WHAT THIS TASK INVOLVES:
Once the line containing "query: red bag" has been copied, stop; copy every line before it exactly, beginning with the first line of the material below.

SUPPLIED RECORDS:
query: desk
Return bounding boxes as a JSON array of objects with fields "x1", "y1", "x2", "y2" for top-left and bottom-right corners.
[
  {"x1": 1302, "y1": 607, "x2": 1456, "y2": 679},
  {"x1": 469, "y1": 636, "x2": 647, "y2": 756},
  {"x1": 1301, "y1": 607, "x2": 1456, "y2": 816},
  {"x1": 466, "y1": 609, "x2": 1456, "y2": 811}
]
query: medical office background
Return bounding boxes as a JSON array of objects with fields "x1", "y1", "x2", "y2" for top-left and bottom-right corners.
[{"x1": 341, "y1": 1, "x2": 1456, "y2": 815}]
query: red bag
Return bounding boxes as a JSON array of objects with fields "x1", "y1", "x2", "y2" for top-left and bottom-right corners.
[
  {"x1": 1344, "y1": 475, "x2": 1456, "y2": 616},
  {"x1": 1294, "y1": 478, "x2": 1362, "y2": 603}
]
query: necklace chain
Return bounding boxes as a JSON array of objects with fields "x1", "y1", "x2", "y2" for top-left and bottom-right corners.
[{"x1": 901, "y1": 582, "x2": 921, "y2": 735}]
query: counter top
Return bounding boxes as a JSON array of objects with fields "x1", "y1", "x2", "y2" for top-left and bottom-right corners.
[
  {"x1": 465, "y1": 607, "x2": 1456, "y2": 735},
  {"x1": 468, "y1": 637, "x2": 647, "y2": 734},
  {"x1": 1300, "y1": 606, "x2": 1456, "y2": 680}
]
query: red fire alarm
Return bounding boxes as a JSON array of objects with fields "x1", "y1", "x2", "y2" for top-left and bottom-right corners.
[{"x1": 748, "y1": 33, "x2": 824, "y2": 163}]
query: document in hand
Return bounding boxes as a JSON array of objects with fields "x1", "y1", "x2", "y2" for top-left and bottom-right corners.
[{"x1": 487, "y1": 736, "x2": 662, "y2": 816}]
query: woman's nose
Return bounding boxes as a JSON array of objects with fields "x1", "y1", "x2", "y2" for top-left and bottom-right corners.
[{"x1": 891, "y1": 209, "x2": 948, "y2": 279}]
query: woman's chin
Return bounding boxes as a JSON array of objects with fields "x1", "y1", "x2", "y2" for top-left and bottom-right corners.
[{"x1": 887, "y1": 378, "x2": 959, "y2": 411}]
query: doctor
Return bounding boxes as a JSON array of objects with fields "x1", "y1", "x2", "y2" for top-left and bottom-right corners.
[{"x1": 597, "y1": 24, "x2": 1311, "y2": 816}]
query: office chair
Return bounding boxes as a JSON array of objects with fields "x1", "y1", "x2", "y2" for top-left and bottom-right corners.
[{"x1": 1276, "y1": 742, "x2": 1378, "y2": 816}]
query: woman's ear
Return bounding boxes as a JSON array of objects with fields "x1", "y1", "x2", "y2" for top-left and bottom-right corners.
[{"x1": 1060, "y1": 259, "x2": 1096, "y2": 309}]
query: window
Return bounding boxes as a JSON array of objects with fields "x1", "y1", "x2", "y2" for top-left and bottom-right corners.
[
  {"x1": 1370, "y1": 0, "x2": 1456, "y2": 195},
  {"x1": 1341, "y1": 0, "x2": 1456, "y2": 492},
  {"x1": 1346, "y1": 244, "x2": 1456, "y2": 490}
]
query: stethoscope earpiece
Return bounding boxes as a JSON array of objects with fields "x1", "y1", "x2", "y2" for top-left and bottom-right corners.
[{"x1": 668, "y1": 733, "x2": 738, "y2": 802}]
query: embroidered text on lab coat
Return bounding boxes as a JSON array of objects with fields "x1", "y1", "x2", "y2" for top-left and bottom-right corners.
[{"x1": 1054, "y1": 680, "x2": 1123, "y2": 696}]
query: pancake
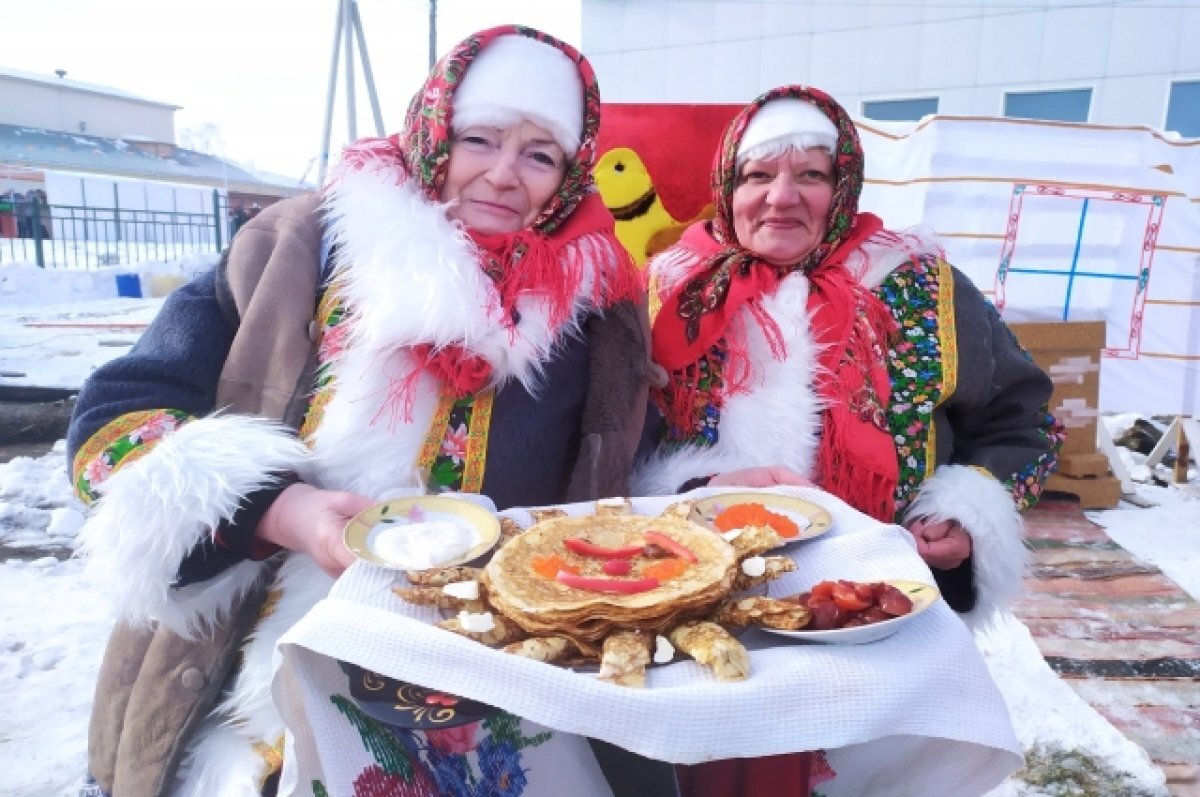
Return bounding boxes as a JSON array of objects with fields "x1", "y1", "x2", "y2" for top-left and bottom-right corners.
[{"x1": 483, "y1": 512, "x2": 736, "y2": 643}]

OUTPUT OF THE EXERCISE:
query: desk
Return bounding boxes as a JSON array of objects with fields "x1", "y1", "x2", "y2" for top-left and bottom-right corners.
[
  {"x1": 1302, "y1": 607, "x2": 1456, "y2": 679},
  {"x1": 469, "y1": 636, "x2": 647, "y2": 756},
  {"x1": 1301, "y1": 607, "x2": 1456, "y2": 816},
  {"x1": 466, "y1": 609, "x2": 1456, "y2": 811}
]
query: medical office background
Return bounding boxes as a JSON array of objects with fields "x1", "y1", "x2", "y2" for top-left and bottom-right corners.
[{"x1": 341, "y1": 1, "x2": 1456, "y2": 815}]
query: red bag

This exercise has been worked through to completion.